- Given instruction
Repeat the data that follows, word for word, without the images.

Records from a collection:
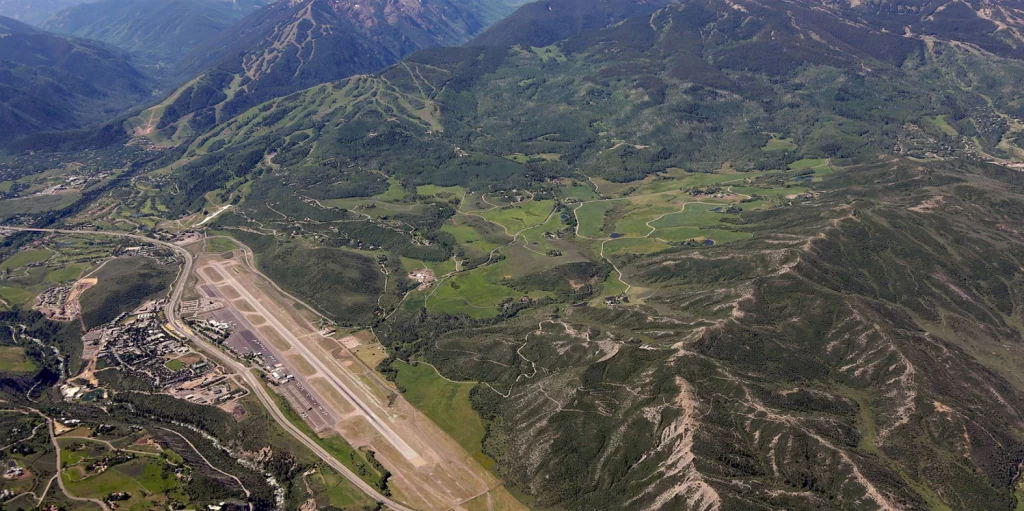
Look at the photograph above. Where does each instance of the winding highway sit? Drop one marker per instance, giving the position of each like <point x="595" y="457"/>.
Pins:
<point x="228" y="362"/>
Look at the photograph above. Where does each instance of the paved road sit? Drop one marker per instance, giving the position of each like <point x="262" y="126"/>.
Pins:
<point x="228" y="362"/>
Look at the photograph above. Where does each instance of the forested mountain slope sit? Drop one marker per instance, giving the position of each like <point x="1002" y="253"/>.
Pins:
<point x="718" y="255"/>
<point x="853" y="348"/>
<point x="33" y="11"/>
<point x="49" y="82"/>
<point x="159" y="33"/>
<point x="541" y="24"/>
<point x="291" y="45"/>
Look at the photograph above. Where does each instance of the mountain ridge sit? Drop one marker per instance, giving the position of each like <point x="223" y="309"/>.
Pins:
<point x="55" y="83"/>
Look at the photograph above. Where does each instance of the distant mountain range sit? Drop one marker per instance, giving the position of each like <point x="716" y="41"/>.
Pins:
<point x="160" y="33"/>
<point x="34" y="11"/>
<point x="49" y="82"/>
<point x="858" y="349"/>
<point x="295" y="44"/>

- Answer to the problem
Look at the photograph above. Where does each instance of the winding highway sit? Drop one marker per instance, giving the position of each like <point x="595" y="457"/>.
Pins:
<point x="228" y="362"/>
Look at the photograph above. Where does each instance of the paved road sit? Drop one marker per instance, giving the position of each like <point x="262" y="126"/>.
Pins:
<point x="228" y="362"/>
Look at the photograph above. Where does each instance of the forested mountain slope sit? Drop one marker per instance, giving the position of each like <point x="1002" y="253"/>.
Pins:
<point x="718" y="255"/>
<point x="853" y="348"/>
<point x="33" y="11"/>
<point x="49" y="82"/>
<point x="159" y="33"/>
<point x="541" y="24"/>
<point x="291" y="45"/>
Look at the photograph above. Where does each instance of the mountain ridge sit? Drop one marker per instance, giving the position of each like <point x="223" y="309"/>.
Pins:
<point x="55" y="83"/>
Look at the photograph above. Where does each instance of the distant mountain range sit? Drop one marker per instance, giving the position of each like <point x="716" y="41"/>.
Pins:
<point x="160" y="33"/>
<point x="34" y="11"/>
<point x="49" y="82"/>
<point x="858" y="349"/>
<point x="295" y="44"/>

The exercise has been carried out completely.